### YOUR OBJECTIVE
In the forum thread on garage consistency practice, from what distance is M.J shooting at bottlecaps?

### PASSAGE GIVEN
____________

# Garage Consistency Practice



## M.J (Nov 1, 2010)

Just a little late night bottlecap shooting with the little snub-nose flechettes. Shooting from 20-21' and working on consistency the same way I did with round ammo back in the day.

Preemptively to Treefork - I ran out of matches, I was shooting them yesterday, get off my back! :lol:

Not my best quality video, it's better in full screen. I'll try to get something better set up if there's going to be a short-range Pocket Predator contest.


----------



## treefork (Feb 1, 2010)

Those things have some accuracy to them. Hard hitting.


----------



## ash (Apr 23, 2013)

MJ, do you think there's a shooting job that flechettes do better than anything else? Whether smashing holes in cans, doves or rabbits, from short, medium or long range...


----------



## M.J (Nov 1, 2010)

That's an interesting question.
The pointed darts ("sharps", as I always think of them) are definately more destructive then round ammo. They concentrate all of their power, which is considerable, in a very small frontal area and out to 20 yards will stick in almost anything. Steel cans, wood boards, coconuts, tree stumps, whatever When it comes to soda cans, nothing shreads like they do! 
The blunt headed ones in this video probably have very few practical advantages. I like them because 1. they're fun 2. they're good practice for shooting the sharps 3. in the holding hand they feel very similar to the 11mm round ammo I usually shoot but pack a great deal more weight (no trying to hold and release a huge steel ball) and 4. there's no recoil from the bands coming back after the shot because they're not connected so this ammo feels great to shoot.


----------



## Aussie Allan In Thailand (Jan 28, 2013)

Yesterday cruising YouTube, I came across a guy shooting regular short bolts, plus,a nut, around 13 to 15 mm nut/bolt head size, from a normal slingshot.

____________

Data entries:

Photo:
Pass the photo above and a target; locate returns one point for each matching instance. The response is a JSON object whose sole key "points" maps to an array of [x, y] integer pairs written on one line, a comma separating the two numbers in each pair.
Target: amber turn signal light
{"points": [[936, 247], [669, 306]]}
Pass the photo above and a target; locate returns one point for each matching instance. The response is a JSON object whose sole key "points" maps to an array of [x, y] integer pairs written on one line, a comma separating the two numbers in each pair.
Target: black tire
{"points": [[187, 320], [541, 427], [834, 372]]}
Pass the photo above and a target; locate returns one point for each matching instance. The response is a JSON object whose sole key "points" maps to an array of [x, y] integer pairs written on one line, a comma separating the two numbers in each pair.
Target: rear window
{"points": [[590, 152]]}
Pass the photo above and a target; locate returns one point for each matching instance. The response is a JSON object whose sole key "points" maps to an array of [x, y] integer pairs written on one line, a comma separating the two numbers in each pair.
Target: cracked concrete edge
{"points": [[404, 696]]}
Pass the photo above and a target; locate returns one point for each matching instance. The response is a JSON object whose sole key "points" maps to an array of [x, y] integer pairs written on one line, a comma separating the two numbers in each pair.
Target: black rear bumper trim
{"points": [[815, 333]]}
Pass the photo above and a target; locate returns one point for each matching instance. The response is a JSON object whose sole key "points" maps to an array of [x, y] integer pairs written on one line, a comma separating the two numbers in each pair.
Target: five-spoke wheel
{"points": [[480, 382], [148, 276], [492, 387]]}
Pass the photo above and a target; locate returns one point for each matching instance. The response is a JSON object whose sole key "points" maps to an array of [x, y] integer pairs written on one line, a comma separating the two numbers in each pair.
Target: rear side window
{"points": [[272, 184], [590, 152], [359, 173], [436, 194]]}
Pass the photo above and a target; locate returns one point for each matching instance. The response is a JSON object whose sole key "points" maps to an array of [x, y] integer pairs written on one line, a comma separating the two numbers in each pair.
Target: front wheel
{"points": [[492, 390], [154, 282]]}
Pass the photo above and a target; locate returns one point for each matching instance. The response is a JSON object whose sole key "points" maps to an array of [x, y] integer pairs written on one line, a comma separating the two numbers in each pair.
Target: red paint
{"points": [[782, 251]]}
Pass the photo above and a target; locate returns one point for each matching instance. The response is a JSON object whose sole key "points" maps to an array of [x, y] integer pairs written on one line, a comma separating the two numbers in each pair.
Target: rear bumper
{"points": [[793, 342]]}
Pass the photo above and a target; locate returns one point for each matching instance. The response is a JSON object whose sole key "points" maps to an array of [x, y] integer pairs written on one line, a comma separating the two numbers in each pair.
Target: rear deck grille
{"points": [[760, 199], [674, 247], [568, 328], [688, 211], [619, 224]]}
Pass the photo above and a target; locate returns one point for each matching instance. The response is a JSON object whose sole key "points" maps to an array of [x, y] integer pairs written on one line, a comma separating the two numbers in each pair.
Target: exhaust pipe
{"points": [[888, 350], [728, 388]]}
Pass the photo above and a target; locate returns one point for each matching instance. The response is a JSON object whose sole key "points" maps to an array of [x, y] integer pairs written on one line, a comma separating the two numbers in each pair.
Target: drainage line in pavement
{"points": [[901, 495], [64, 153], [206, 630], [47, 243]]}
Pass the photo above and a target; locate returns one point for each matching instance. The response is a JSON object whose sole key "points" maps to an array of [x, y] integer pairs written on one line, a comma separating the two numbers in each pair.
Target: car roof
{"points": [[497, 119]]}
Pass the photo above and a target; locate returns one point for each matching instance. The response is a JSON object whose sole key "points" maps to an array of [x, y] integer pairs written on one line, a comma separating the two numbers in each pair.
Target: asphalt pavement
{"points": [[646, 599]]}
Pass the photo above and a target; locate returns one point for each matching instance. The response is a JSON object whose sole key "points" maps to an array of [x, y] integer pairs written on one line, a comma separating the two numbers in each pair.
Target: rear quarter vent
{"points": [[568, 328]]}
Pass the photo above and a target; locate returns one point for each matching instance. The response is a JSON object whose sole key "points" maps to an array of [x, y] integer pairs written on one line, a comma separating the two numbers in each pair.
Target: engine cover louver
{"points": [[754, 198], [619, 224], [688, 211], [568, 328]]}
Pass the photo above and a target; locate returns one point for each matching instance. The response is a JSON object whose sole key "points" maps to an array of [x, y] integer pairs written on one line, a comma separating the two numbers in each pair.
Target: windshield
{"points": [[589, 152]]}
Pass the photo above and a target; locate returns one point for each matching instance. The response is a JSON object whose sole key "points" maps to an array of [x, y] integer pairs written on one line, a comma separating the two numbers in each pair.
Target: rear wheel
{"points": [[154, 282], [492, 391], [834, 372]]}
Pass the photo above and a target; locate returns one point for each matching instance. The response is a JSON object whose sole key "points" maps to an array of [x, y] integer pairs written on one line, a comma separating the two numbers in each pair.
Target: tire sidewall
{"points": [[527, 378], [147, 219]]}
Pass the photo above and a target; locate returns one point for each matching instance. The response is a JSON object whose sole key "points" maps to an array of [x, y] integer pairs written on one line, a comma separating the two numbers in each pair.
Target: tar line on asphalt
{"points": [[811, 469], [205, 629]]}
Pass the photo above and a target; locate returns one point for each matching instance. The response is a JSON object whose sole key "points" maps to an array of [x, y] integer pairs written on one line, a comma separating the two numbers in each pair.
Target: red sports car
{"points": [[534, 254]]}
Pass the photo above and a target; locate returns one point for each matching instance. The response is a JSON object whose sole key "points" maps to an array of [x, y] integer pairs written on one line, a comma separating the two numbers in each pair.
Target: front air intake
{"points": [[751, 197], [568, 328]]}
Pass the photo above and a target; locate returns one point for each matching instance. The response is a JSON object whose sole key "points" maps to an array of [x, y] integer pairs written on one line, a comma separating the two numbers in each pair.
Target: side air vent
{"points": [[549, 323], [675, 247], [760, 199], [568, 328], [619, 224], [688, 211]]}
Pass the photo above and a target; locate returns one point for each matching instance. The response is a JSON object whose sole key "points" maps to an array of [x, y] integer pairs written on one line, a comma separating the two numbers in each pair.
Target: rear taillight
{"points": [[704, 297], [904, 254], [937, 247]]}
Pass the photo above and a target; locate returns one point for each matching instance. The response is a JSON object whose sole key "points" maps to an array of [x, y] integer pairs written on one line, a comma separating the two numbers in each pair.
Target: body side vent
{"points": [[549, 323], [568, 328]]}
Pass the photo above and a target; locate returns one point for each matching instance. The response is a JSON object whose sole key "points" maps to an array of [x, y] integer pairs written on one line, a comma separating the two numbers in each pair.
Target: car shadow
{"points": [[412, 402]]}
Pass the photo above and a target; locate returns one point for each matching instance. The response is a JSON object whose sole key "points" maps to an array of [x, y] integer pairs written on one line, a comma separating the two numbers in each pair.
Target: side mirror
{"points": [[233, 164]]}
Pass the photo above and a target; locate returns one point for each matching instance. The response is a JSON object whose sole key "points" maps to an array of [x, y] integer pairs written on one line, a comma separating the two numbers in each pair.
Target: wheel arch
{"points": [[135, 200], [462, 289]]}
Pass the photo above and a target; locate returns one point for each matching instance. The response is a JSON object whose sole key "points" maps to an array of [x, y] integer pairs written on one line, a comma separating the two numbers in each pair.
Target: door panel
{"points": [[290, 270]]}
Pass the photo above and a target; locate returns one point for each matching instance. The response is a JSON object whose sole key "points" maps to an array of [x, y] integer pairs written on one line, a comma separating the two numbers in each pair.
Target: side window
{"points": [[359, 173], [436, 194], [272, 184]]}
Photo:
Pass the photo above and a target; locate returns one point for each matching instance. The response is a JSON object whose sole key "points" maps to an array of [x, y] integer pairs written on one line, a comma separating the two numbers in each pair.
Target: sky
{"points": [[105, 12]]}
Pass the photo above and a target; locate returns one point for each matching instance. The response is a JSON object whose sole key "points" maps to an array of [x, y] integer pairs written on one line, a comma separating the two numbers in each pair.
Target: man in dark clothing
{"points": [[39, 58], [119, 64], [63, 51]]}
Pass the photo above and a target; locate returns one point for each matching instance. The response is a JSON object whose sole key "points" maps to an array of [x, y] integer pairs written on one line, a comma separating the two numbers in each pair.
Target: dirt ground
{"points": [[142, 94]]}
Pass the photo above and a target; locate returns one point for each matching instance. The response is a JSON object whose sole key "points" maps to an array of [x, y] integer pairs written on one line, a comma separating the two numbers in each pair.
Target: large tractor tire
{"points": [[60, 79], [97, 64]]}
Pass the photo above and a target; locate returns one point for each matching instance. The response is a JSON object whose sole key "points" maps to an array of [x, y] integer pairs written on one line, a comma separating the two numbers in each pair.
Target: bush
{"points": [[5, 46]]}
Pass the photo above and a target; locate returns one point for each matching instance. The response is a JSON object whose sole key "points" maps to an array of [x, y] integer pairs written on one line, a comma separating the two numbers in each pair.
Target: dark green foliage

____________

### ANSWER FOR THIS EXERCISE
From 20 to 21 feet.